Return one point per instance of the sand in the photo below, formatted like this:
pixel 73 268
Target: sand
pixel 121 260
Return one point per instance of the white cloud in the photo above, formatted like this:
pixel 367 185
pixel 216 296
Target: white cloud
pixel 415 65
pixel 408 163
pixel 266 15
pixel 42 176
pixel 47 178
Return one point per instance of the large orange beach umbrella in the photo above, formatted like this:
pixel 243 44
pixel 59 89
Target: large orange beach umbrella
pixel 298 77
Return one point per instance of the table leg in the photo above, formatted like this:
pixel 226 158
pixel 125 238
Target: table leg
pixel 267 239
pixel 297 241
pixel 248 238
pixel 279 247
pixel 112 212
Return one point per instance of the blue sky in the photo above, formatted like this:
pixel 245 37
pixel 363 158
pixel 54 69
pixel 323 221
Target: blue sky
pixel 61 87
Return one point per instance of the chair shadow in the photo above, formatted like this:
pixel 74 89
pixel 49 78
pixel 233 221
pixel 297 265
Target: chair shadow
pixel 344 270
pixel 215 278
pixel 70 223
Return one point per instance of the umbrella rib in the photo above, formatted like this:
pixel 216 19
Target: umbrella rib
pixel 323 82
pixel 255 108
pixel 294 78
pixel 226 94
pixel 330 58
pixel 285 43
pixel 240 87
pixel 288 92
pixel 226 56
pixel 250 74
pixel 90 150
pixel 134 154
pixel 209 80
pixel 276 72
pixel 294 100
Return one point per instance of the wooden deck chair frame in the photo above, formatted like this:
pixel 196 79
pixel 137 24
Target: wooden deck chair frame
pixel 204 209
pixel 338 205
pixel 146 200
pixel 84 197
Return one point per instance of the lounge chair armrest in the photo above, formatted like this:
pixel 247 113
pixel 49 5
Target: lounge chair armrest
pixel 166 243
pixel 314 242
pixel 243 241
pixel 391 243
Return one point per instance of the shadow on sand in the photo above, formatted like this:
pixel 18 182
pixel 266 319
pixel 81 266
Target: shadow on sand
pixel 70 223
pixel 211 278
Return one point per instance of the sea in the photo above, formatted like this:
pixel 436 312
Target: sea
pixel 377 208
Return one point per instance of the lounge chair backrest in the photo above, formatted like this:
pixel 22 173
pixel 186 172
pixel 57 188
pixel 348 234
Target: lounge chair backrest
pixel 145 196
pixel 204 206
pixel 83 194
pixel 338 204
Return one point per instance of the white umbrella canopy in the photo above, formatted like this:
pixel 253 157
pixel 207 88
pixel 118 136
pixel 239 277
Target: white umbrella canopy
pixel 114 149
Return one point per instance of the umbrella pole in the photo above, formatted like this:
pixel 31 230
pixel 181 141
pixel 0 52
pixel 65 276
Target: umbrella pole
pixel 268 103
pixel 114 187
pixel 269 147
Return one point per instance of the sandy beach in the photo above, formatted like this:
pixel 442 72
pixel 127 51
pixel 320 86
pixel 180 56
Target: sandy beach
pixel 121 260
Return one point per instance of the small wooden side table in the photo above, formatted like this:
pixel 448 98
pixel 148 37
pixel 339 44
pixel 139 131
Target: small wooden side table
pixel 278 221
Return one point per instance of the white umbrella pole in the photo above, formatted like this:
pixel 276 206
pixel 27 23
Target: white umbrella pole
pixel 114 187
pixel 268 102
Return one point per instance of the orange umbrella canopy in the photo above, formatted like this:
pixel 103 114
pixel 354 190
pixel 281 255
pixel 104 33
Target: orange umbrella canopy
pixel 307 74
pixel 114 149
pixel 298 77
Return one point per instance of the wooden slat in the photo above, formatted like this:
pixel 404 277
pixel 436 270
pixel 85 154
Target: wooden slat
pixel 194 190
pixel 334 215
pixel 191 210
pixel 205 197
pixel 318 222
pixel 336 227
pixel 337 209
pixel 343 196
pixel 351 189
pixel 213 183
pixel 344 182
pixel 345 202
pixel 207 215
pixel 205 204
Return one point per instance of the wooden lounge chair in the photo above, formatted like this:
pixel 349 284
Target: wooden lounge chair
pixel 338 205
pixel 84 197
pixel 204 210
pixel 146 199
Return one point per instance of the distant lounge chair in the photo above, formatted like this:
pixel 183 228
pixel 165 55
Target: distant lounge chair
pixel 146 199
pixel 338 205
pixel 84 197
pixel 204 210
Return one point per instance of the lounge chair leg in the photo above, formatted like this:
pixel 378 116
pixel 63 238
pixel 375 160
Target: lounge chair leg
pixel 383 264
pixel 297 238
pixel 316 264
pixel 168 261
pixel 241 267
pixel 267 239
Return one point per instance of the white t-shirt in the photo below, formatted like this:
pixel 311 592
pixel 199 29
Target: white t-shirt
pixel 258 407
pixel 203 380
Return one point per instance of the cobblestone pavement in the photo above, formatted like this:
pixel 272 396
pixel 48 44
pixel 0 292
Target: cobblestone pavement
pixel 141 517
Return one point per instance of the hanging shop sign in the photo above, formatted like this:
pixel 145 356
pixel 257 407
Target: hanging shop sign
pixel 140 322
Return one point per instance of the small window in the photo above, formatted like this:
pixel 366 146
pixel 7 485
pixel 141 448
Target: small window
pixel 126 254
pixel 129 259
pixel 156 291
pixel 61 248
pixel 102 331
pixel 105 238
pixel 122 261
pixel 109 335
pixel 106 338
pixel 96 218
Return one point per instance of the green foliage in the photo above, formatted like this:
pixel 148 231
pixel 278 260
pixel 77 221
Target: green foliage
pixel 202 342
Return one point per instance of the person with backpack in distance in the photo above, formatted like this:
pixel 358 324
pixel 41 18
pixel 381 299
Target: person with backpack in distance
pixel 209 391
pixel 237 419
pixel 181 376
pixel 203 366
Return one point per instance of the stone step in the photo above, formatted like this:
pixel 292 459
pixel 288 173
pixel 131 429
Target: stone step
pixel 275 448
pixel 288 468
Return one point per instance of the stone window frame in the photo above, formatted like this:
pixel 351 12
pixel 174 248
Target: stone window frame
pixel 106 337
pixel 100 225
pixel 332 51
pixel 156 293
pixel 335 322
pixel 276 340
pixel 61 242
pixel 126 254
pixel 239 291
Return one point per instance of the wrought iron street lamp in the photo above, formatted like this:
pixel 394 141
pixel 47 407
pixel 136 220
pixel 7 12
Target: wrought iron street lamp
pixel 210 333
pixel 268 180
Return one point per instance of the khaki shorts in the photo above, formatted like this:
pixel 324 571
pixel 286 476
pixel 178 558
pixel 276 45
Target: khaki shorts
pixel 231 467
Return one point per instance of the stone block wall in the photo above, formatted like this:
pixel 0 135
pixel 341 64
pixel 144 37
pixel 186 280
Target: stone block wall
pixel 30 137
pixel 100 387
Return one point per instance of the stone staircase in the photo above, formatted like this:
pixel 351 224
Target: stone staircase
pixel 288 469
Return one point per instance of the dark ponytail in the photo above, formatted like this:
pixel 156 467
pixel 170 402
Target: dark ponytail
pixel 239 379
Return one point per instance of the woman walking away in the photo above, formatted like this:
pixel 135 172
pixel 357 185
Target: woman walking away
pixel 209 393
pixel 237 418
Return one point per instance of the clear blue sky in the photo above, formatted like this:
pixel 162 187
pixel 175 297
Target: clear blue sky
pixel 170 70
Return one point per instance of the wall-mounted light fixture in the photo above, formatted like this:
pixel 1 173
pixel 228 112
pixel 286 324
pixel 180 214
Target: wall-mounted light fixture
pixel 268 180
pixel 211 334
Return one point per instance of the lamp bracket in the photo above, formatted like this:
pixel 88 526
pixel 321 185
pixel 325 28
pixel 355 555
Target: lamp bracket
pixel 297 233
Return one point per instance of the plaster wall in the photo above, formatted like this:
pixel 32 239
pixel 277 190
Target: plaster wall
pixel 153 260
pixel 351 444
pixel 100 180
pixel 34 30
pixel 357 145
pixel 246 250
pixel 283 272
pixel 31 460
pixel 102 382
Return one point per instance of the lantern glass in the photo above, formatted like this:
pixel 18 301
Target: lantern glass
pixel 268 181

• **Instructions for the task**
Retype the entries above exactly, but only from the line containing "Target: wooden lounge chair" through the line containing "pixel 165 55", both included.

• **Result of the task**
Target: wooden lounge chair
pixel 338 205
pixel 84 197
pixel 204 210
pixel 146 199
Return one point per instance of the distant lounge chair in the photo above, formatted like this:
pixel 183 228
pixel 165 55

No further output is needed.